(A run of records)
※

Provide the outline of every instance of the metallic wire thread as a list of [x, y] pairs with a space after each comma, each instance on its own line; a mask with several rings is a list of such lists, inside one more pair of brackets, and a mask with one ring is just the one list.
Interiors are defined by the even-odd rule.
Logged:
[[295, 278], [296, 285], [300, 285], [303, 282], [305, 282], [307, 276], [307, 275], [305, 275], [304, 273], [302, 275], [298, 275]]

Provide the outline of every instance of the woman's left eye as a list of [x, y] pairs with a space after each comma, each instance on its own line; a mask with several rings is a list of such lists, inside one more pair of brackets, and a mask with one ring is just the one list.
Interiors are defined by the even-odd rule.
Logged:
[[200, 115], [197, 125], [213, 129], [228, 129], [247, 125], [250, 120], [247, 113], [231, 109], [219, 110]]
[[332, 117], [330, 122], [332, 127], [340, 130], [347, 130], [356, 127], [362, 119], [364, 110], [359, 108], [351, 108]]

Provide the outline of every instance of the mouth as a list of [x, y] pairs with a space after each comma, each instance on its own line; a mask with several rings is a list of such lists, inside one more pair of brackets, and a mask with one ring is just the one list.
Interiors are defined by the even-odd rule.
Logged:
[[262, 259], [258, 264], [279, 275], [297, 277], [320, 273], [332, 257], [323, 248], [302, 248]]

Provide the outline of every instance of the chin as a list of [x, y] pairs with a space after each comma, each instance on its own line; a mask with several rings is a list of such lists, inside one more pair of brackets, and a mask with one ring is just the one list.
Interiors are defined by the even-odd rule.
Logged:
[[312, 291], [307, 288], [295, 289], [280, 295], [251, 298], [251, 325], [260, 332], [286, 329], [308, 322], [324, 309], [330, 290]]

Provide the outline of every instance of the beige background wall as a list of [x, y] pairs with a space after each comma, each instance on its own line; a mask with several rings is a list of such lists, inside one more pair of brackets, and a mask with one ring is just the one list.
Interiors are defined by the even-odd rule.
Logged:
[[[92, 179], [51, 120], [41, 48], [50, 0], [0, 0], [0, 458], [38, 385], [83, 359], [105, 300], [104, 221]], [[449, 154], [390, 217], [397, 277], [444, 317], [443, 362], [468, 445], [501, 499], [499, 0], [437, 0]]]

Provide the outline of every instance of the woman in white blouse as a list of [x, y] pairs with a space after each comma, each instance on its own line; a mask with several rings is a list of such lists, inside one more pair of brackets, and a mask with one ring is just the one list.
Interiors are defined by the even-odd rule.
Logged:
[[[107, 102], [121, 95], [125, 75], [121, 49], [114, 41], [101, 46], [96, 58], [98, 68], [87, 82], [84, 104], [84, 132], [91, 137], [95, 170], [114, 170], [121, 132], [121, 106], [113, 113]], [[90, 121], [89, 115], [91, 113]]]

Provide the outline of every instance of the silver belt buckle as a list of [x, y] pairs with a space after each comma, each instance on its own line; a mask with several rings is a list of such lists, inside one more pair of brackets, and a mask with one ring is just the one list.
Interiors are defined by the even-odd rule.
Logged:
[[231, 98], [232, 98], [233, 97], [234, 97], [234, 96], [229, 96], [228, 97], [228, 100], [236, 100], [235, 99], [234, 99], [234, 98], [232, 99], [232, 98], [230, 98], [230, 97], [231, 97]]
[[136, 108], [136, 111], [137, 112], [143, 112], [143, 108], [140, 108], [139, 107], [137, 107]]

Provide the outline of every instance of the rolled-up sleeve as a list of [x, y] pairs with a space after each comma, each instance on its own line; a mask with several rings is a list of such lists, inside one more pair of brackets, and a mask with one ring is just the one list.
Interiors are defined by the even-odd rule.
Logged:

※

[WHAT THIS TASK INVOLVES]
Reproduce the lines above verbatim, from the one containing "Provide the outline of every instance of the woman's" through the one containing "0], [437, 0]]]", both included.

[RESPONSE TO THIS EXERCISE]
Provide the outline of every instance of the woman's left eye as a list of [x, y] pairs with a space after each comma, each instance on its own line; a mask with several rings is a list of such lists, inside one more pair of brackets, and a mask with one ring is just the one list.
Interiors are defined by the even-odd rule.
Logged:
[[200, 115], [197, 125], [213, 129], [228, 129], [247, 125], [250, 120], [247, 113], [231, 109], [219, 110]]
[[332, 117], [330, 122], [332, 127], [340, 130], [347, 130], [356, 127], [362, 119], [364, 110], [359, 108], [351, 108]]

Provide the outline of every instance of the mouth as a list of [x, y] pairs with a space after each comma, each instance on its own line; a mask with several rings is a list of such lists, inside one more pair of brackets, and a mask with one ring is just the one list.
Interiors are defined by the even-odd rule.
Logged:
[[262, 259], [258, 264], [279, 275], [297, 277], [320, 273], [332, 257], [323, 248], [302, 248]]

Provide the outline of every instance of the chin as a list of [x, y] pairs with a space after each comma, each instance on its own line; a mask with several rings is a list of such lists, inside one more pair of brackets, and a mask with one ring is just the one list.
Interiors are defined by the even-odd rule.
Logged:
[[312, 291], [307, 288], [295, 289], [280, 295], [251, 298], [251, 325], [260, 332], [286, 329], [308, 322], [324, 309], [330, 290]]

Provide the outline of every instance of the beige background wall as a list of [x, y] pairs with a space after each comma, each instance on its own line; a mask with several rings is a list of such lists, inside one more pair of brackets, and a mask with one ring is just the one list.
Interiors are defined by the even-odd rule.
Logged:
[[[92, 179], [51, 120], [41, 48], [50, 0], [0, 0], [0, 458], [38, 385], [83, 359], [105, 300], [104, 221]], [[449, 154], [390, 217], [397, 277], [444, 317], [443, 362], [468, 445], [501, 499], [499, 0], [437, 0]]]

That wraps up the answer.